Return every entry exactly as it is written in the listing.
Start of Records
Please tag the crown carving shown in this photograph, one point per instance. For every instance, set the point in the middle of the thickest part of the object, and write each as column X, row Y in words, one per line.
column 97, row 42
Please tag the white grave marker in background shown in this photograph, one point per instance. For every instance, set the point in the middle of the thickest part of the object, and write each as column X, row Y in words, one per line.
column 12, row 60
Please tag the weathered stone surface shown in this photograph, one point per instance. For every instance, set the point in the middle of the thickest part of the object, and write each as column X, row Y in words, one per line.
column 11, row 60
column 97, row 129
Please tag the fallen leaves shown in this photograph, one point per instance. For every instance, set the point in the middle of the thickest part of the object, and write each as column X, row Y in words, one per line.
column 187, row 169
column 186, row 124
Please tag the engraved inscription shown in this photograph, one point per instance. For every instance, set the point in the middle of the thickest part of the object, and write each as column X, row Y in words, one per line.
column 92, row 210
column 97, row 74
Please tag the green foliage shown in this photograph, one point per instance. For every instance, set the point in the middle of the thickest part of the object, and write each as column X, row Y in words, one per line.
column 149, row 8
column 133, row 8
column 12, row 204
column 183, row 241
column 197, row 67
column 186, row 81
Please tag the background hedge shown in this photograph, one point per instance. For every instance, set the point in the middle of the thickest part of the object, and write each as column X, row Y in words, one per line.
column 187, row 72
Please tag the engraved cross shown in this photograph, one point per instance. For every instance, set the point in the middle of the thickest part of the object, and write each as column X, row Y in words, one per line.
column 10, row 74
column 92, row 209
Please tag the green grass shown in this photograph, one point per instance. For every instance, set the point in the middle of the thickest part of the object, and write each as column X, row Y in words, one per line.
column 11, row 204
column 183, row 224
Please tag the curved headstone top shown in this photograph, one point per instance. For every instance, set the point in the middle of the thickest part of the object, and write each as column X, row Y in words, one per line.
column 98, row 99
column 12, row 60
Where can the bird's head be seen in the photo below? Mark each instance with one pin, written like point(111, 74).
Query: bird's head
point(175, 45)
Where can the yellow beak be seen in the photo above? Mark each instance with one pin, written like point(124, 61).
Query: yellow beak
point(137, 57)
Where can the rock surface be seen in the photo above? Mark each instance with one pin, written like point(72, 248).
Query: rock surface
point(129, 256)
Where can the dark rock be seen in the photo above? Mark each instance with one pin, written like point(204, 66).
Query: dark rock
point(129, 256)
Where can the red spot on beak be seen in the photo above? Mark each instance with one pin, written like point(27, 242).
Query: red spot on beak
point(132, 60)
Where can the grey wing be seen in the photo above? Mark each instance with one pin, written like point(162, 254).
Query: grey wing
End of Records
> Response to the exercise:
Please tag the crown carving shown in this photograph, one point per instance. For every instance, set the point in the middle of the thickest part of the object, and write each as column X, row Y in words, one per line.
column 97, row 42
Please tag the white grave marker in background shown in this photograph, one point per instance. For every instance, set the point in the middle of the thickest part of the object, and write each as column X, row Y in words, one per line.
column 12, row 60
Please tag the weathered stone surface shown in this photograph, one point per instance. For every instance, set the point in the middle of the thickest part of the object, and write each as column X, row Y in words, one per line.
column 11, row 60
column 97, row 129
Please tag the fallen leaves shown in this photograph, one point per instance. For every instance, set the point in the middle of the thickest part of the object, and write each as column X, row Y in words, one per line.
column 187, row 169
column 186, row 124
Please tag the engraved inscription shown in this photograph, one point per instance. For every instance, set the point in the middle of the thickest part of the object, and write each as column X, row Y in words, one per line.
column 92, row 210
column 97, row 74
Please tag the green foliage shown in this photograph, one point per instance. For every instance, set the point in the middle of the thickest part of the object, and write each as column X, row Y in words, one per line.
column 149, row 8
column 133, row 8
column 12, row 204
column 183, row 241
column 197, row 67
column 186, row 81
Please tag the background hedge shown in this photograph, one point per instance. For every instance, set the point in the middle of the thickest part of the object, and write each as column X, row Y in words, one per line.
column 187, row 72
Please tag the engraved cross shown in this photograph, one point per instance. For every instance, set the point in the middle of the thickest part of the object, and write each as column X, row Y in words, one per line.
column 10, row 74
column 92, row 209
Please tag the green grass shown in this photograph, one point per instance. For every instance, set the point in the middle of the thickest part of the object, and write each as column X, row Y in words, one per line.
column 11, row 204
column 183, row 224
Please tag the curved headstone top shown in this photograph, one point per instance. For every instance, set the point in the middle of the thickest part of the object, and write each as column X, row Y in words, one per line.
column 98, row 99
column 12, row 60
Where can the bird's head be seen in the photo below? Mark each instance with one pin, written like point(111, 74).
Query: bird's head
point(175, 45)
Where can the yellow beak be seen in the photo above? Mark each instance with one pin, written like point(124, 61).
Query: yellow beak
point(137, 57)
Where can the rock surface be seen in the photo above? Mark each instance with one pin, written like point(72, 248).
Query: rock surface
point(129, 256)
Where can the dark rock be seen in the photo above? Mark each instance with one pin, written like point(204, 66).
Query: dark rock
point(129, 256)
Where can the red spot on beak be seen in the photo above? Mark each instance with one pin, written like point(27, 242).
Query: red spot on beak
point(132, 60)
Where can the grey wing be seen in the photo above? Mark each instance with one pin, written like point(162, 254).
Query: grey wing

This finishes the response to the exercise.